Problem statement
Return every line of the data below, copied word for word with nothing changed.

Items stored from a collection
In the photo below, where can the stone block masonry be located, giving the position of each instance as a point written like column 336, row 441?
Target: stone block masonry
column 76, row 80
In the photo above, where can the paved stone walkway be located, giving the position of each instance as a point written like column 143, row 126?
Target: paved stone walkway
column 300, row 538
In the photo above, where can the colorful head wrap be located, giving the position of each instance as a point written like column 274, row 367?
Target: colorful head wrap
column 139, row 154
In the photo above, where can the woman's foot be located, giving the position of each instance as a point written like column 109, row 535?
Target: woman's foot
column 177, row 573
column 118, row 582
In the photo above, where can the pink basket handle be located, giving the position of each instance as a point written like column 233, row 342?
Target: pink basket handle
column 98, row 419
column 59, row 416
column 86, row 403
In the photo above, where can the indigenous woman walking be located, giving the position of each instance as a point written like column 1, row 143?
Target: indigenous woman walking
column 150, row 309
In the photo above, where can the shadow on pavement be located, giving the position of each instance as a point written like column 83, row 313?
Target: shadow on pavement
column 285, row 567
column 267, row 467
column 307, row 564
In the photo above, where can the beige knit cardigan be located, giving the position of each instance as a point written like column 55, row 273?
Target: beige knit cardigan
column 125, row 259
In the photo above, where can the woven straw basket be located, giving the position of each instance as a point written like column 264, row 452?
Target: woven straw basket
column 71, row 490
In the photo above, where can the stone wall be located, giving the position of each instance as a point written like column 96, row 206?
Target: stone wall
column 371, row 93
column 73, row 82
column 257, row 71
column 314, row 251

Written answer
In the photo below, where can the stone block masonry be located, giving the position of each instance as a point written like column 336, row 441?
Target: stone block masonry
column 76, row 80
In the photo above, where can the paved stone walkway be located, giving the position of each instance as a point written like column 143, row 126?
Target: paved stone walkway
column 300, row 538
In the photo above, where can the colorful head wrap be located, giving the position of each instance as a point written like column 274, row 367?
Target: colorful head wrap
column 139, row 154
In the photo above, where can the woman's foot be located, giving the position of each instance as a point written like column 109, row 535?
Target: woman's foot
column 177, row 573
column 118, row 582
In the photo above, where can the pink basket handle be located, giving the position of each instance as a point written like column 233, row 342?
Target: pink basket handle
column 98, row 419
column 59, row 416
column 86, row 403
In the photo above, where can the indigenous woman walking be located, giving the position of each instance as a point written like column 1, row 143?
Target: indigenous woman walking
column 150, row 309
In the photo above, where can the shadow on pavement be located, giving the position of each instance as a point written like column 83, row 313?
Target: shadow on pavement
column 285, row 567
column 267, row 467
column 307, row 564
In the photo above, where can the beige knit cardigan be located, giving the position of each instance as a point written like column 55, row 273?
Target: beige knit cardigan
column 125, row 259
In the photo above, where can the woven straw basket be located, giving the position of each instance as a point written like column 264, row 452?
Target: woven straw basket
column 71, row 490
In the photo above, where can the stone wall be located, giving the position of each instance as a point written like column 96, row 206?
Target: stone wall
column 371, row 93
column 73, row 82
column 257, row 71
column 314, row 251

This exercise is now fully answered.